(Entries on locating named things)
============================================================

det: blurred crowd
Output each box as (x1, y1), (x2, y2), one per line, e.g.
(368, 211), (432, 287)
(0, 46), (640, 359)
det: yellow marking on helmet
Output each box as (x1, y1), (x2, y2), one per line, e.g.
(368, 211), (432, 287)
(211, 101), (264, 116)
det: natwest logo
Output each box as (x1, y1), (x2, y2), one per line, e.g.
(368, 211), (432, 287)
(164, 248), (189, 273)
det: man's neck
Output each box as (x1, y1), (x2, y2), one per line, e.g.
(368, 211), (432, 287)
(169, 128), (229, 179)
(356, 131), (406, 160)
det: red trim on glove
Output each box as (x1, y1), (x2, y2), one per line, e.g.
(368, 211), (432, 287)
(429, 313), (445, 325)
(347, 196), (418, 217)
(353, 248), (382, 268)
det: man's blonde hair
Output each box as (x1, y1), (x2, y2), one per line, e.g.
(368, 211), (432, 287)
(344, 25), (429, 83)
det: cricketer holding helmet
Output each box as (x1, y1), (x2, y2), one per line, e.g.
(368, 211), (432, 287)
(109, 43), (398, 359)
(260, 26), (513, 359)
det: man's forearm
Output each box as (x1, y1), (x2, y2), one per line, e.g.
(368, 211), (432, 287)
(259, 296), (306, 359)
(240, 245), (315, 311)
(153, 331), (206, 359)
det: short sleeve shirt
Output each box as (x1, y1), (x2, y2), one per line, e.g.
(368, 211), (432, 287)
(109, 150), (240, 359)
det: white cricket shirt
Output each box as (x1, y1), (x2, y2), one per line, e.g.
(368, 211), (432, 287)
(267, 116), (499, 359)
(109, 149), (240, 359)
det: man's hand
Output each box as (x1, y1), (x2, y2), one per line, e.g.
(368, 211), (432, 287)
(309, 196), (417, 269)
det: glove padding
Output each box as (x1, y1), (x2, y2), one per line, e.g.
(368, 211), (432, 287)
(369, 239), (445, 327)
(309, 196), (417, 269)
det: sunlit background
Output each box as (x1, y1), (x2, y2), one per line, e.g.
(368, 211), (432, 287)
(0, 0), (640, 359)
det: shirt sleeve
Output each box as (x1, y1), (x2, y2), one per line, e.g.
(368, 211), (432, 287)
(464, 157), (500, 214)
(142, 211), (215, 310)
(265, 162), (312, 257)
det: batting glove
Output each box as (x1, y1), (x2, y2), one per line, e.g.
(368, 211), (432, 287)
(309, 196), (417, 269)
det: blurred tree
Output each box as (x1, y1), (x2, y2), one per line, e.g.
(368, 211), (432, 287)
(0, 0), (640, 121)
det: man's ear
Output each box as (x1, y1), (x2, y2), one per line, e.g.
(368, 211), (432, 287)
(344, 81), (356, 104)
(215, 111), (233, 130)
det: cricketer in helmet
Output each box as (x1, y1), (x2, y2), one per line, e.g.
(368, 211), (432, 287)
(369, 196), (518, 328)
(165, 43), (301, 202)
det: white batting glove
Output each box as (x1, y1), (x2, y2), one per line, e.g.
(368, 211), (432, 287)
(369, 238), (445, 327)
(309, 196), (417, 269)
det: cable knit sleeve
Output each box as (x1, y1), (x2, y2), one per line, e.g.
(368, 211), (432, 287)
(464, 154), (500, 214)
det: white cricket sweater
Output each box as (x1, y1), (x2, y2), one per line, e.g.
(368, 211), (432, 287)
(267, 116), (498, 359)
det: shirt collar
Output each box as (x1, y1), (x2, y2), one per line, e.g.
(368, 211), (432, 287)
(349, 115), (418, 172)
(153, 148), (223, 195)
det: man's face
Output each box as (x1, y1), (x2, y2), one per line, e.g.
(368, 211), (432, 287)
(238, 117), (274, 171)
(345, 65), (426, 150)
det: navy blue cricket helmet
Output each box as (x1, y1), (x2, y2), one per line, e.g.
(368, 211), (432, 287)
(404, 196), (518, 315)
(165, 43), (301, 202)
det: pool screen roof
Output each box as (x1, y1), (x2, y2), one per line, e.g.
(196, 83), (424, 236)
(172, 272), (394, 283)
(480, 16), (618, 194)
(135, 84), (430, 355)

============================================================

Aim ->
Please output every line of the data above as a JSON list of strings, with one string per line and no blank lines.

Task output ->
[
  "det: blurred crowd",
  "Output each box as (x1, y1), (x2, y2), one per line, e.g.",
  "(368, 211), (432, 287)",
  "(0, 46), (640, 359)",
  "det: yellow marking on helmet",
  "Output each box as (x1, y1), (x2, y2), one per line, e.g.",
  "(368, 211), (432, 287)",
  "(211, 101), (264, 116)",
  "det: natwest logo",
  "Output each box as (x1, y1), (x2, y2), one per line, e.g.",
  "(368, 211), (432, 287)",
  "(164, 248), (189, 273)",
  "det: man's neck",
  "Output each box as (x1, y1), (x2, y2), one per line, e.g.",
  "(368, 211), (432, 287)",
  "(169, 128), (229, 179)",
  "(356, 131), (406, 160)",
  "det: red trim on glove",
  "Output each box as (x1, y1), (x2, y2), one per line, e.g.",
  "(368, 211), (432, 287)",
  "(429, 313), (445, 325)",
  "(347, 196), (418, 217)",
  "(353, 248), (382, 268)",
  "det: man's blonde hair",
  "Output each box as (x1, y1), (x2, y2), one per line, e.g.",
  "(368, 211), (432, 287)",
  "(344, 25), (429, 83)",
  "det: cricketer holding helmet",
  "Output each box as (x1, y1), (x2, y2), one per line, e.g.",
  "(368, 211), (432, 287)",
  "(109, 43), (398, 359)",
  "(260, 26), (513, 359)",
  "det: man's forearm",
  "Output each box as (x1, y1), (x2, y2), one per line, e.g.",
  "(368, 211), (432, 287)",
  "(259, 296), (306, 359)",
  "(240, 245), (315, 311)",
  "(153, 331), (206, 359)",
  "det: short sleeve shirt",
  "Output each box as (x1, y1), (x2, y2), one per line, e.g.",
  "(368, 211), (432, 287)",
  "(109, 150), (240, 359)",
  "det: white cricket shirt",
  "Output each box as (x1, y1), (x2, y2), one per line, e.g.",
  "(368, 211), (432, 287)",
  "(267, 116), (499, 359)",
  "(109, 149), (240, 359)",
  "det: man's hand",
  "Output each box as (x1, y1), (x2, y2), one per line, e.g.",
  "(368, 211), (432, 287)",
  "(309, 196), (417, 269)",
  "det: glove padding",
  "Output each box as (x1, y1), (x2, y2), one per line, e.g.",
  "(368, 211), (432, 287)",
  "(369, 239), (445, 327)",
  "(309, 196), (417, 269)",
  "det: sunlit background",
  "Output each box as (x1, y1), (x2, y2), one per line, e.g.",
  "(368, 211), (432, 287)",
  "(0, 0), (640, 359)",
  "det: shirt sleeve",
  "Output each box as (x1, y1), (x2, y2), one per line, e.g.",
  "(368, 211), (432, 287)",
  "(464, 157), (500, 214)",
  "(142, 211), (215, 310)",
  "(265, 162), (312, 257)",
  "det: batting glove",
  "Output each box as (x1, y1), (x2, y2), one per line, e.g.",
  "(368, 211), (432, 287)",
  "(309, 196), (417, 269)",
  "det: blurred tree",
  "Output each box as (x1, y1), (x2, y2), one per line, e.g.",
  "(368, 211), (432, 287)",
  "(0, 0), (640, 121)",
  "det: man's ear",
  "Output each box as (x1, y1), (x2, y2), one per line, e.g.",
  "(368, 211), (432, 287)",
  "(344, 81), (356, 104)",
  "(215, 111), (233, 130)",
  "det: cricketer in helmet",
  "Output each box as (x1, y1), (x2, y2), one per line, e.g.",
  "(368, 211), (432, 287)",
  "(369, 196), (518, 328)",
  "(165, 43), (301, 202)",
  "det: white batting glove",
  "Output each box as (x1, y1), (x2, y2), one per line, e.g.",
  "(368, 211), (432, 287)",
  "(369, 238), (445, 327)",
  "(309, 196), (417, 269)",
  "det: cable knit sleeve",
  "Output each box as (x1, y1), (x2, y2), one per line, e.g.",
  "(368, 211), (432, 287)",
  "(464, 154), (500, 214)",
  "det: white cricket sweater",
  "Output each box as (x1, y1), (x2, y2), one per line, e.g.",
  "(368, 211), (432, 287)",
  "(267, 116), (498, 359)",
  "det: shirt collar",
  "Output each box as (x1, y1), (x2, y2), one per line, e.g.",
  "(368, 211), (432, 287)",
  "(349, 115), (418, 172)",
  "(153, 148), (223, 195)",
  "det: man's face",
  "Output each box as (x1, y1), (x2, y2), one per line, e.g.",
  "(368, 211), (432, 287)",
  "(238, 117), (274, 171)",
  "(345, 65), (426, 150)",
  "det: navy blue cricket helmet",
  "Output each box as (x1, y1), (x2, y2), one per line, e.g.",
  "(368, 211), (432, 287)",
  "(404, 196), (518, 315)",
  "(165, 43), (301, 202)",
  "det: pool screen roof",
  "Output each box as (x1, y1), (x2, y2), one per line, e.g.",
  "(196, 83), (424, 236)",
  "(172, 272), (394, 283)",
  "(480, 16), (618, 194)",
  "(135, 84), (430, 355)"
]